以前「そうだ、肉を脂で煮ればいいんだ」という記事を書いたところ、読者の方から感想メールをたくさんいただいた。まったくもって嬉しく、ありがたい話である。
そしてなんと、その中の一通に油を専門に売ってらっしゃる方からのメールがあったもんだから、飛び上がらんばかりに驚いてしまった。
相手は油のプロフェッショナルだ。世界中の油を取り扱っているプロ中のプロが、ズブの素人が書いた「油っておいしい!」という記事を読んで、わざわざ感想メールをくださったのだ。正直「あわわ」と背筋が伸びる。
油専門店か…。そう呟いただけで、体中の筋肉が弛緩してしまうほどの魅力的な響きにどうしても勝てず、お店にお邪魔させていただきました。
(高瀬 克子)
興奮しすぎ
向かった先は、東京・浅草橋にある「金田油店」という油の専門店である。お店の営業時間は午後6時までだが、この日は特別に閉店直後に取材をさせていただくことになっていた。
職場の定時が午後6時までの私を気遣って、店主の青木さんは「もっと時間が遅くなっても構いませんよ」と言ってくださったのだが、さすがにそれは申し訳ない。そんなことより、取材者本人がソワソワと落ち着かず、仕事が手に付かない有り様なのだ。
結局この日、私は会社を早退して店へと向かった。
店先に金色の文字で「世界の油」と書いてあるのを発見しただけで「おお!」と大きな声が出る。
今回の取材には当サイトのウェブマスター林さんが同行してくれたのだが、そんな私の興奮っぷりにさすがの林さんも少々引き気味の様子だったように思う。気のせいだろうか。
興味のある場所に行くたびに興奮度を示す針が振りきれる私も、今回ばかりは針が反応するのが早すぎる。店に入る前からこんな状態では、いったいどうなってしまうんだろう。
えー、結論から申しますと、ちょっと人間がおかしくなりました。
こういう記事を書くときは、お店の方の写真を撮らせていただき「こちらが店主の青木さんです」というキャプション入りでご紹介させていただくのが普通だと思う。それが正しいお店訪問記事であり、礼儀でもあろう。
しかし今回はそういう写真がない。見事に撮り忘れた。普通のことが普通に出来ないほどの興奮っぷりである。
本当に失礼な取材チームだと思うが、大きな写真をご覧いただければ分かるように、なんといいますか、大量の油を前にして、完全に常軌を失っておりました。

□ □ □ □ □ □ □

*練習問題*.
A) 油専門店の取材記事で「向かった先は」から始まる段落を、要点を残して箇条書きに直せ。
B) 油専門店の取材記事から、「職場の定時が午後6時までの私」で始まり「えー、結論から申しますと、ちょっと人間がおかしくなりました。」で終わる部分を一字も変えずに書き写せ。
C) 油専門店の取材記事の最後の文に続く文章を書き継げ。

*提示データ*.
□ □ □ □ □ □ □

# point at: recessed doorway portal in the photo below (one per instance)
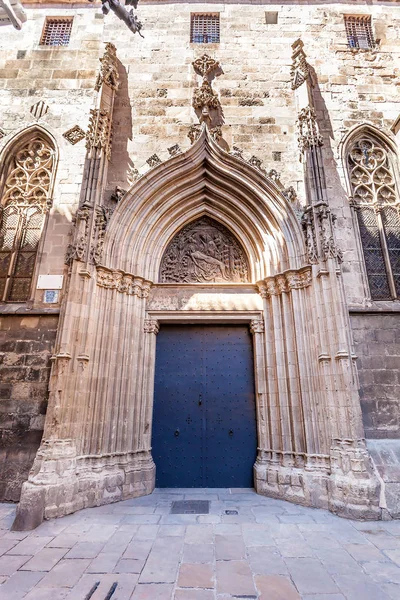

□ □ □ □ □ □ □

*練習問題の解答*.
A)
- 行き先は東京・浅草橋にある油の専門店「金田油店」である。
- 店の営業時間は午後6時までである。
- この日は特別に、閉店直後に取材させてもらうことになっていた。

B)
職場の定時が午後6時までの私を気遣って、店主の青木さんは「もっと時間が遅くなっても構いませんよ」と言ってくださったのだが、さすがにそれは申し訳ない。そんなことより、取材者本人がソワソワと落ち着かず、仕事が手に付かない有り様なのだ。
結局この日、私は会社を早退して店へと向かった。
店先に金色の文字で「世界の油」と書いてあるのを発見しただけで「おお!」と大きな声が出る。
今回の取材には当サイトのウェブマスター林さんが同行してくれたのだが、そんな私の興奮っぷりにさすがの林さんも少々引き気味の様子だったように思う。気のせいだろうか。
興味のある場所に行くたびに興奮度を示す針が振りきれる私も、今回ばかりは針が反応するのが早すぎる。店に入る前からこんな状態では、いったいどうなってしまうんだろう。
えー、結論から申しますと、ちょっと人間がおかしくなりました。

C)
もう「うわあ」しか言葉が出ない。油の話を聞き出す役目の私がこれだ。なにごとも「好きすぎ」は冷静さを失わせる効果があるのだな、ということがよく分かる事例として、心に留めておきたい。
ここは天国か
油専門店だから、売っているのはスーパーでは見かけないような物ばかりだ。どれもこれもが珍しく、子どものようにいちいち「これはなんですか」と青木さんに聞いては「これはですね…」と説明してもらう。
青木さんによれば、どうやらこれらの油は食用というよりも手作り石鹸に使われる場合が多いらしく、高融点の表記も「これを使えば溶けにくい石鹸が出来る」ということのようだった。
そうかー、石鹸かー。
同じ油といえど、石鹸用と分かった途端にある程度冷静になるのが自分でも分かる。しょせん色気より食い気なのだ。そういう人生もあるのだ。
ここらで、だいぶ落ち着きを取り戻してきた。…と思ったのも束の間だった。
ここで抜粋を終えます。